» **Your assignment**
Copy every one of the rows below verbatim, character for character.

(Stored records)

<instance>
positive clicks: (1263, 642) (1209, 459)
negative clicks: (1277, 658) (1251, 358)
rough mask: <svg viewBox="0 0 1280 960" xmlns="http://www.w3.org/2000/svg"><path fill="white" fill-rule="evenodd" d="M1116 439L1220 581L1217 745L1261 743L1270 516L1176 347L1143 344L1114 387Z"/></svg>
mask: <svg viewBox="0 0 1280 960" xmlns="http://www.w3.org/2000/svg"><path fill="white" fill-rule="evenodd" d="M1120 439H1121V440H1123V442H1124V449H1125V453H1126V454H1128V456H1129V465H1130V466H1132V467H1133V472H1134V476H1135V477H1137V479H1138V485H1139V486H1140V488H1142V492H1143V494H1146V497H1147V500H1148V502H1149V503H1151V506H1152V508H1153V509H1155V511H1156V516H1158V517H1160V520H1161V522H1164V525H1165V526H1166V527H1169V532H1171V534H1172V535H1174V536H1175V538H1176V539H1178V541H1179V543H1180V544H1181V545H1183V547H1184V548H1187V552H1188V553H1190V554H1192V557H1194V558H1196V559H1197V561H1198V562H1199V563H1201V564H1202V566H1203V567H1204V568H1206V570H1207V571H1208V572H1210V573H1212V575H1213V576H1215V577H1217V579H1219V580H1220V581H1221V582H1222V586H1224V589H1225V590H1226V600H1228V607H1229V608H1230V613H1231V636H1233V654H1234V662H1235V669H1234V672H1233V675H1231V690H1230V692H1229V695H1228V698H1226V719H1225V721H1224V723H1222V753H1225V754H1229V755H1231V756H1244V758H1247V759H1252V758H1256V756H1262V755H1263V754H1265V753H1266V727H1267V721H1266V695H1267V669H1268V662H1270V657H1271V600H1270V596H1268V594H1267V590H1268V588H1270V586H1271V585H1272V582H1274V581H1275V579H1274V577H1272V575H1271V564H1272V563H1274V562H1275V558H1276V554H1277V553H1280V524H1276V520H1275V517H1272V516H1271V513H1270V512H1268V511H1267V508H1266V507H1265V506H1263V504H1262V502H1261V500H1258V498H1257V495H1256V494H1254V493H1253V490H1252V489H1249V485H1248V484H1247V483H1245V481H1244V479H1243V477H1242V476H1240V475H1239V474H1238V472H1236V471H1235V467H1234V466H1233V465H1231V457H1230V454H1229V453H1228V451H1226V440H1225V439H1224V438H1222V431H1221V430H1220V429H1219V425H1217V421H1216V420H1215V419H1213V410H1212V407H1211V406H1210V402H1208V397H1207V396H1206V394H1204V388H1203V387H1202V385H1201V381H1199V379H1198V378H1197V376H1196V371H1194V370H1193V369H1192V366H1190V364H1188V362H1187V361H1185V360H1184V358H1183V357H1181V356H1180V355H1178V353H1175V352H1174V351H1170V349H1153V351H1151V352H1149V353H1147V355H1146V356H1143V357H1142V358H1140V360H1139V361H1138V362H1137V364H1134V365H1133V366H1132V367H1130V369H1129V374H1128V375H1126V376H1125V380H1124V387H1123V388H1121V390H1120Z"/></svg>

» **Solution to this task**
<instance>
positive clicks: (1263, 642) (1209, 459)
negative clicks: (1277, 658) (1251, 358)
rough mask: <svg viewBox="0 0 1280 960" xmlns="http://www.w3.org/2000/svg"><path fill="white" fill-rule="evenodd" d="M1116 439L1220 581L1217 745L1261 743L1270 516L1176 347L1143 344L1114 387Z"/></svg>
mask: <svg viewBox="0 0 1280 960" xmlns="http://www.w3.org/2000/svg"><path fill="white" fill-rule="evenodd" d="M1120 439H1121V440H1123V442H1124V449H1125V453H1126V454H1128V456H1129V465H1130V466H1132V467H1133V472H1134V476H1135V477H1137V479H1138V485H1139V486H1140V488H1142V492H1143V494H1146V497H1147V500H1148V502H1149V503H1151V506H1152V508H1153V509H1155V511H1156V516H1158V517H1160V520H1161V522H1164V525H1165V526H1166V527H1169V532H1171V534H1172V535H1174V536H1175V538H1176V539H1178V541H1179V543H1180V544H1181V545H1183V547H1184V548H1187V552H1188V553H1190V554H1192V557H1194V558H1196V559H1197V561H1198V562H1199V563H1201V564H1202V566H1203V567H1204V568H1206V570H1207V571H1208V572H1210V573H1212V575H1213V576H1215V577H1217V579H1219V580H1220V581H1221V582H1222V586H1224V589H1225V590H1226V600H1228V607H1229V608H1230V613H1231V636H1233V654H1234V662H1235V669H1234V672H1233V675H1231V690H1230V692H1229V695H1228V698H1226V719H1225V721H1224V723H1222V753H1225V754H1229V755H1231V756H1244V758H1247V759H1252V758H1256V756H1262V755H1263V754H1265V753H1266V727H1267V721H1266V695H1267V669H1268V662H1270V657H1271V600H1270V596H1268V594H1267V590H1268V588H1270V586H1271V585H1272V582H1274V581H1275V579H1274V577H1272V575H1271V564H1272V563H1274V562H1275V558H1276V554H1277V553H1280V524H1276V520H1275V517H1272V516H1271V513H1270V512H1268V511H1267V508H1266V507H1265V506H1263V504H1262V502H1261V500H1258V498H1257V495H1256V494H1254V493H1253V490H1252V489H1249V485H1248V484H1247V483H1245V481H1244V479H1243V477H1242V476H1240V475H1239V474H1238V472H1236V471H1235V467H1234V466H1233V465H1231V457H1230V454H1229V453H1228V451H1226V440H1225V439H1224V438H1222V431H1221V430H1220V429H1219V425H1217V421H1216V420H1215V419H1213V410H1212V407H1211V406H1210V402H1208V397H1207V396H1206V394H1204V388H1203V387H1202V385H1201V381H1199V379H1198V378H1197V376H1196V371H1194V370H1193V369H1192V366H1190V364H1188V362H1187V361H1185V360H1184V358H1183V357H1181V356H1180V355H1178V353H1175V352H1174V351H1170V349H1153V351H1151V352H1149V353H1147V355H1146V356H1143V357H1142V358H1140V360H1139V361H1138V362H1137V364H1134V365H1133V366H1132V367H1130V369H1129V374H1128V375H1126V376H1125V380H1124V387H1123V388H1121V390H1120Z"/></svg>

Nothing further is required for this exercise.